* **Task prompt**: Transcribe the listing below, beginning at the line containing "Could you point to the blue water" and continuing through the end of the listing. Leave out any pictures.

▼

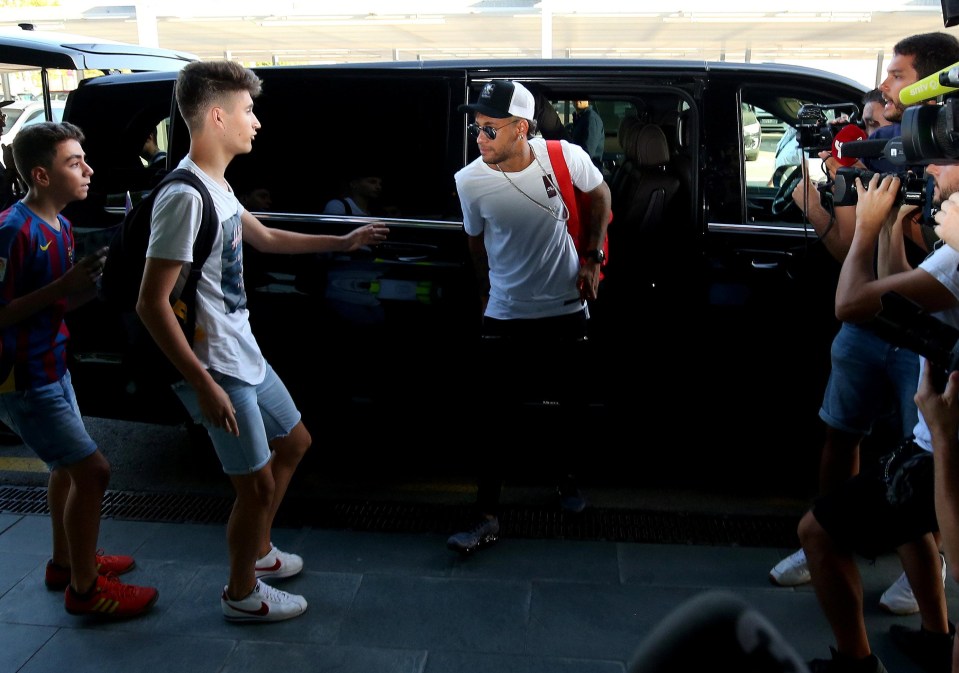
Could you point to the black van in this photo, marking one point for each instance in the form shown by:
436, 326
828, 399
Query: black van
712, 331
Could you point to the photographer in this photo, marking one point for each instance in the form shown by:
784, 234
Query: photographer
870, 378
871, 514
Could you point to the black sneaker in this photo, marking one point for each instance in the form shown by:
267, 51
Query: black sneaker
571, 499
486, 532
932, 651
840, 663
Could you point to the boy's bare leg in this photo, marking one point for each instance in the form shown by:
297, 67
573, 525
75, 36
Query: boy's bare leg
288, 452
249, 523
75, 498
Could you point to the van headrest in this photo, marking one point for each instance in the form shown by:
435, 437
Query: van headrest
650, 147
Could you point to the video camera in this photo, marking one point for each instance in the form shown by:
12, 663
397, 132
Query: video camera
913, 189
815, 132
904, 323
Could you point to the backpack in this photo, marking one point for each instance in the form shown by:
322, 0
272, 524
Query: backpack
580, 200
123, 272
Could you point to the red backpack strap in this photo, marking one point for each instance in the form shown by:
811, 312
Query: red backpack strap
561, 170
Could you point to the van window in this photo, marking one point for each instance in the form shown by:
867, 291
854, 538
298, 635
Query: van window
314, 136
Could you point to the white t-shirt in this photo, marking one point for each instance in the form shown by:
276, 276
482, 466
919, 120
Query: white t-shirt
532, 259
224, 341
941, 265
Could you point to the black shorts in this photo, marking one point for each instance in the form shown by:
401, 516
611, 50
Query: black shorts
860, 517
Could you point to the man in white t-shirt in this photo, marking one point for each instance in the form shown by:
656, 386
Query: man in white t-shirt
534, 287
228, 386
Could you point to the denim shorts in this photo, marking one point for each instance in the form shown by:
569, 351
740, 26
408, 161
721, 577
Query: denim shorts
264, 412
48, 420
870, 378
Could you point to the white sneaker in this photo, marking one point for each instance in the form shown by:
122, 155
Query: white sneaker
278, 564
791, 571
264, 604
898, 598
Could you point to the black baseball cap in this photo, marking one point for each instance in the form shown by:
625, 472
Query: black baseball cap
501, 98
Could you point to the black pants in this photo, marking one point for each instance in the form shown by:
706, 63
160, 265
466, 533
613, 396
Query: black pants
534, 376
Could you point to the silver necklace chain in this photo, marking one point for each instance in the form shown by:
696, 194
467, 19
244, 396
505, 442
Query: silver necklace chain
563, 214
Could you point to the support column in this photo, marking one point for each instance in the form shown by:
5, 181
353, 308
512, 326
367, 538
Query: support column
147, 32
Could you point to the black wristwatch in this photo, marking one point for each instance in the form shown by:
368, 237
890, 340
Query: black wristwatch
594, 255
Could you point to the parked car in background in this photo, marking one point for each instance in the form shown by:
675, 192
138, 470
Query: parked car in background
21, 114
710, 338
752, 133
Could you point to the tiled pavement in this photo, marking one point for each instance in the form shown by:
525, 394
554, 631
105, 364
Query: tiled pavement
399, 602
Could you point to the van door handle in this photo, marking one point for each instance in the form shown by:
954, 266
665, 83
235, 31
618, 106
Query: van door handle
764, 265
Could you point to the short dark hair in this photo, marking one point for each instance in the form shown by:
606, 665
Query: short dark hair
36, 145
930, 52
202, 83
872, 96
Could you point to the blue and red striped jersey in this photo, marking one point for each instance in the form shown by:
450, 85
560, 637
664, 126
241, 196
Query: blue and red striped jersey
33, 254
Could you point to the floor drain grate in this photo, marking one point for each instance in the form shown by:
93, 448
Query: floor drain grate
596, 523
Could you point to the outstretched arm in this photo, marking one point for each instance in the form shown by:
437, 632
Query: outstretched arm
601, 205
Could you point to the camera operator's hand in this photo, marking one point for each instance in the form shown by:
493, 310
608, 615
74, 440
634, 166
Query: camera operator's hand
875, 204
939, 409
947, 221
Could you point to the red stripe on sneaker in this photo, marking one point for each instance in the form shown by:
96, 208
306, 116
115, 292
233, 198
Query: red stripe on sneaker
263, 610
276, 566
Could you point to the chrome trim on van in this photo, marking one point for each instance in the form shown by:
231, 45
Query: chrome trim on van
796, 231
311, 218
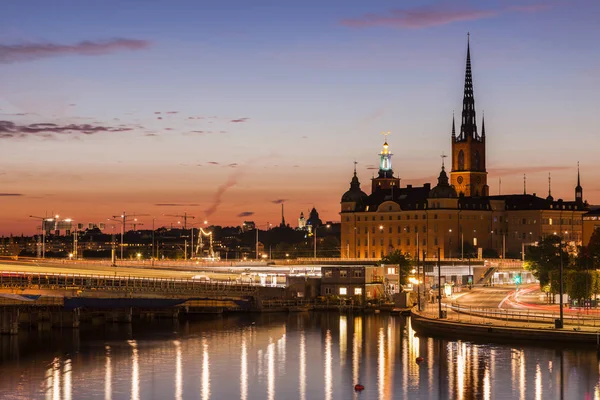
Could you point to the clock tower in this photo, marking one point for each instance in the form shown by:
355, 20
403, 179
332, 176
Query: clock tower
468, 175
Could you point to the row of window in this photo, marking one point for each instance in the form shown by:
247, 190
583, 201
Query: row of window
344, 291
399, 242
559, 221
343, 274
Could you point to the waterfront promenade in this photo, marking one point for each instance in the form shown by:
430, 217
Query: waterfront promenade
473, 315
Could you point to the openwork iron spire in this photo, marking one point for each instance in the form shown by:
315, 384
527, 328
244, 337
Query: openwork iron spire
453, 127
468, 128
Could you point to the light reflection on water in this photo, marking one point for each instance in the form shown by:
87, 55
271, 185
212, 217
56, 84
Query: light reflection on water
295, 356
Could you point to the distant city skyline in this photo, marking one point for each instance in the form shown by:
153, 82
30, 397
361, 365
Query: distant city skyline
224, 111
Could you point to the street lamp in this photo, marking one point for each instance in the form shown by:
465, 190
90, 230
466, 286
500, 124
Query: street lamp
450, 244
315, 249
122, 222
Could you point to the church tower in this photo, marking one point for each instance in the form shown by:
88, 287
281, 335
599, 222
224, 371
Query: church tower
468, 175
385, 177
578, 188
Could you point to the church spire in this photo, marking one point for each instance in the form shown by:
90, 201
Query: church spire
468, 128
578, 188
453, 127
482, 125
550, 188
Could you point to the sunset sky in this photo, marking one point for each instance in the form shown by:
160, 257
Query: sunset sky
224, 108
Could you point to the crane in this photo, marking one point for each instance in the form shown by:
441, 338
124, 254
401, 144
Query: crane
123, 220
185, 216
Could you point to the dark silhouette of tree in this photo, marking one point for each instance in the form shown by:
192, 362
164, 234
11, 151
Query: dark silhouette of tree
402, 260
543, 260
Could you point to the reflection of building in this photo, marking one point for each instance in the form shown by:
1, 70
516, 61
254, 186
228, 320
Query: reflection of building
458, 215
361, 282
248, 226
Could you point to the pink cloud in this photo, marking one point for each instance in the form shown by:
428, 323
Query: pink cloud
425, 17
35, 51
530, 8
418, 18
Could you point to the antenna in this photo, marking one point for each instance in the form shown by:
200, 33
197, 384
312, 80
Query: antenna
185, 216
443, 156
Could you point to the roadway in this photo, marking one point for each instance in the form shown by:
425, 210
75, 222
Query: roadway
528, 296
216, 272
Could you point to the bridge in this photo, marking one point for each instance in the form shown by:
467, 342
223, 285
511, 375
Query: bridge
45, 300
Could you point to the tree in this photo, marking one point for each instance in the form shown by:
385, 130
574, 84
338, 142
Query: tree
403, 261
545, 258
580, 284
490, 253
469, 250
593, 249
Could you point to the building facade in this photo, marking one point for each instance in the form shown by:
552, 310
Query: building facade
458, 215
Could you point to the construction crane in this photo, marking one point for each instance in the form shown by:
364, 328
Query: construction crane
123, 220
185, 216
200, 245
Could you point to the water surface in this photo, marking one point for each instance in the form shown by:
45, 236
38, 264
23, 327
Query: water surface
302, 356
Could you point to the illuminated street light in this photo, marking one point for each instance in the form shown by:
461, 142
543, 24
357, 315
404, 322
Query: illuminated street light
315, 250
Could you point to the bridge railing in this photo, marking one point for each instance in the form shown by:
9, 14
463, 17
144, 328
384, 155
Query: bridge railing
26, 280
472, 314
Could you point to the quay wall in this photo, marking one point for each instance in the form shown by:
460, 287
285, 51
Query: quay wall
424, 325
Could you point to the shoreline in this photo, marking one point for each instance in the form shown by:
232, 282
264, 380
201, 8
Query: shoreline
424, 325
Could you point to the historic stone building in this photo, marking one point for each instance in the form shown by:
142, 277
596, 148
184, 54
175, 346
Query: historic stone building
456, 215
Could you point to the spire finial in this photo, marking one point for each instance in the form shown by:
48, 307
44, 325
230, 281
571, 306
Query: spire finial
482, 124
468, 128
453, 127
386, 134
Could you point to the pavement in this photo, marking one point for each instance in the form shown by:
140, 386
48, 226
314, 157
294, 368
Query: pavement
507, 307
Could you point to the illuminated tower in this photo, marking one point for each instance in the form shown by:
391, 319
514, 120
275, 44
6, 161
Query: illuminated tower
468, 175
578, 188
385, 178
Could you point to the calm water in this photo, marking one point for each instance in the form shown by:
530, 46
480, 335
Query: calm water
279, 356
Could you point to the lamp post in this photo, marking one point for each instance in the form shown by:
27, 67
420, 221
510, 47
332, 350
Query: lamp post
315, 244
43, 219
122, 222
462, 245
439, 285
153, 244
450, 243
561, 282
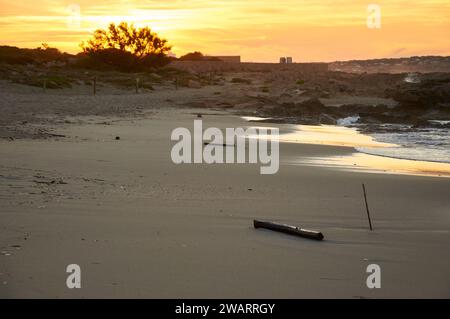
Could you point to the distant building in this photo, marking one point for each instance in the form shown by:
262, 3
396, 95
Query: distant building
228, 58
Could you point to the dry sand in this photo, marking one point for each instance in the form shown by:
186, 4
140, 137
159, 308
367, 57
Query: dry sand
141, 226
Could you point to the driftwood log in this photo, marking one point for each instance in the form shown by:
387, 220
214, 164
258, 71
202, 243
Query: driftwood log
288, 229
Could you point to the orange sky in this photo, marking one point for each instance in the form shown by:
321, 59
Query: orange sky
264, 30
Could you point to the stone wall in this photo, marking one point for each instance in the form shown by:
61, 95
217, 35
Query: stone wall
219, 66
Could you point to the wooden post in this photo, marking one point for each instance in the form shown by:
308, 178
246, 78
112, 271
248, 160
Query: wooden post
367, 207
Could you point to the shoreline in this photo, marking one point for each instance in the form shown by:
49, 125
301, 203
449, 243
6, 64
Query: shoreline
358, 160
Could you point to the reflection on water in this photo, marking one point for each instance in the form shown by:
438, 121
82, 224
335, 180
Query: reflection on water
350, 137
331, 135
380, 164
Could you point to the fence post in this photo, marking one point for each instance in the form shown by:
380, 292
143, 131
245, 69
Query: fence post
94, 86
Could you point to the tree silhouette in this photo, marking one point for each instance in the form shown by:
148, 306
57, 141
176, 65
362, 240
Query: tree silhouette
126, 46
125, 37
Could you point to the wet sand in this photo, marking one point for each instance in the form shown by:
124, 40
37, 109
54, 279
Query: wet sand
141, 226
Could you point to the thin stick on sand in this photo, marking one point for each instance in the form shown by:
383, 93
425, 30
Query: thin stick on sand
367, 206
288, 229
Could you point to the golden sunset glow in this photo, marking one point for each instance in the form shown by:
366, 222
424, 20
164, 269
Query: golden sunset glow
309, 30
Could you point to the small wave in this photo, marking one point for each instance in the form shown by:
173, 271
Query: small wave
347, 121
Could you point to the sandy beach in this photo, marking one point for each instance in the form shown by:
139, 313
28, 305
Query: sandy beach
140, 226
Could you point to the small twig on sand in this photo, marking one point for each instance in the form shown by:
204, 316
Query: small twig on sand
367, 206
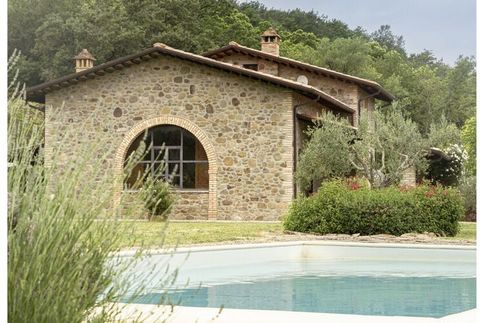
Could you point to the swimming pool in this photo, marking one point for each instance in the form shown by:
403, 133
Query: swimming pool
342, 278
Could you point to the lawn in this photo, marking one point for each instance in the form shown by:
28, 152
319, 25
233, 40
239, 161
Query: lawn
192, 232
150, 234
467, 231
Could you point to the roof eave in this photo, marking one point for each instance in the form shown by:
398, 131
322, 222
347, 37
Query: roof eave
38, 91
384, 95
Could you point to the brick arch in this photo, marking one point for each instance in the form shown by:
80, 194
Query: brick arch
183, 123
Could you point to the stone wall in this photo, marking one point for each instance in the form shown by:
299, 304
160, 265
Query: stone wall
248, 123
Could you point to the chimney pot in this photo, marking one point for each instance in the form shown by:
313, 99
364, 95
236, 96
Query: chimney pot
83, 61
271, 42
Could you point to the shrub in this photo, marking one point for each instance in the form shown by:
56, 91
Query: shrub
341, 207
61, 229
157, 197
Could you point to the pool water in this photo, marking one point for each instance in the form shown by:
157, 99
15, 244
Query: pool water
364, 295
343, 278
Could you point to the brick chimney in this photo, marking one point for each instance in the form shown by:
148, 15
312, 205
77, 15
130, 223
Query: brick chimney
271, 42
84, 60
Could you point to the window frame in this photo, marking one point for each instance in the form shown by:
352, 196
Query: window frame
152, 161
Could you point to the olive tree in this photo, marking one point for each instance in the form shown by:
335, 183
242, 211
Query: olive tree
381, 149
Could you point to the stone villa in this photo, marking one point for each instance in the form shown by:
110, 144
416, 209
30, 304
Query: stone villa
231, 120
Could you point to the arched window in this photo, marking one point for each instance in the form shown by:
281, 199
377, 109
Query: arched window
177, 151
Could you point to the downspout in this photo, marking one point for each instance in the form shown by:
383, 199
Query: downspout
295, 154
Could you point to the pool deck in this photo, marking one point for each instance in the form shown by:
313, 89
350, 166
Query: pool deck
182, 314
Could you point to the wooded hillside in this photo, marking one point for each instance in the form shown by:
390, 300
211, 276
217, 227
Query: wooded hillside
50, 32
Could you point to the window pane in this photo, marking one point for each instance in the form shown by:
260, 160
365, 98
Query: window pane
175, 181
174, 154
168, 135
195, 175
173, 169
188, 146
189, 175
159, 154
159, 169
200, 153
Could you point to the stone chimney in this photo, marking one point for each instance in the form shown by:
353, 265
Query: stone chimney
271, 42
84, 60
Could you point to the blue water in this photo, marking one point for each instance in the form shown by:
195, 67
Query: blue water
367, 295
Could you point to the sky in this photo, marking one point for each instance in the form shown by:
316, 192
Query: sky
446, 27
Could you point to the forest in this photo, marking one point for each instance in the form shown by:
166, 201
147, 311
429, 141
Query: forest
48, 33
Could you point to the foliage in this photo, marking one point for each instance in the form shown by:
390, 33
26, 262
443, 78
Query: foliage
51, 32
347, 209
443, 134
381, 156
469, 142
468, 189
157, 197
326, 153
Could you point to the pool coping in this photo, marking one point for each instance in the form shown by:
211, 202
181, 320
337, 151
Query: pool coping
180, 314
157, 251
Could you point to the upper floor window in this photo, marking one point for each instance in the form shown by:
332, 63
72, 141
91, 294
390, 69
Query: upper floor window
251, 66
175, 154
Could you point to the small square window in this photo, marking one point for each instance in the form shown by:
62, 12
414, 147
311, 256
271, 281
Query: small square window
251, 66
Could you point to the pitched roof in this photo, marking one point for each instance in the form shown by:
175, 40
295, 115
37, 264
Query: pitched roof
36, 93
271, 32
370, 87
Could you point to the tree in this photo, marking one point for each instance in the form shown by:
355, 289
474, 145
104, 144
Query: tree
385, 37
468, 136
381, 149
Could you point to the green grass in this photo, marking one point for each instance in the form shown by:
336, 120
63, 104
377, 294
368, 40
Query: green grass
150, 234
188, 233
467, 231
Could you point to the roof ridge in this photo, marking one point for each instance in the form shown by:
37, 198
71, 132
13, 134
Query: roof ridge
120, 63
352, 78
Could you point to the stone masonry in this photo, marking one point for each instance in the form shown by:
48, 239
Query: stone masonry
249, 124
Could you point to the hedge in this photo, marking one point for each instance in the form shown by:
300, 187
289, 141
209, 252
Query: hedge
348, 208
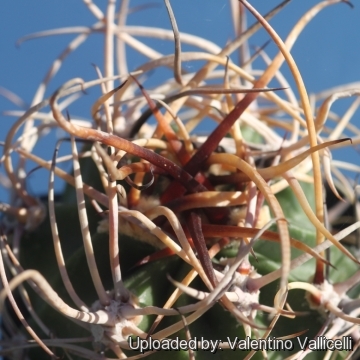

▲

* **Final answer**:
Could you point to the blue water in this photo, marking one point for each instance in the form shown by:
195, 67
Query: blue water
367, 295
Could you point to the sky in this photo, marking one point for each instance in the form shown by:
316, 192
Query: sky
446, 27
Could you point to the forest in this photo, marking one point for each instance in the form shown by:
166, 201
147, 311
429, 141
Query: forest
48, 33
Could you point to the foliage in this photo, marking one point for each instance in the form shown by:
390, 33
26, 262
443, 78
Query: foliage
51, 32
347, 209
443, 134
381, 156
469, 142
468, 189
157, 197
326, 153
Could you point to the pool coping in this photo, marking one point for each instance in the form shown by:
211, 202
181, 320
337, 151
Query: pool coping
180, 314
157, 251
Could you point to the upper floor window in this photo, marking one point for each instance in the form shown by:
332, 63
72, 141
91, 294
390, 69
Query: upper floor window
251, 66
175, 154
Could you point to the small square window in this photo, marking one point for each instance in the form shown by:
62, 12
414, 147
311, 256
271, 281
Query: small square window
251, 66
Could you point to the pitched roof in this photo, marking one point for each instance in the form shown by:
175, 40
295, 115
37, 264
Query: pitched roof
36, 93
271, 32
370, 87
Could you point to the tree in this photo, marking one point for each instance in the form shown by:
355, 289
474, 145
104, 144
Query: tree
385, 37
468, 136
381, 149
Could you point to the green grass in this photo, marking one point for each instance in the form shown by:
336, 120
63, 104
377, 294
368, 40
Query: green grass
150, 234
188, 233
467, 231
Could you point to the roof ridge in this photo, marking one point for each instance in the form shown by:
37, 198
71, 132
13, 134
Query: roof ridge
120, 63
352, 78
Could you point to the stone masonry in this photo, marking one point for each instance in the form shown by:
48, 239
Query: stone masonry
249, 124
Could you point to the hedge in this photo, marking one point for each instance in the form shown by:
300, 187
289, 141
209, 252
Query: hedge
348, 208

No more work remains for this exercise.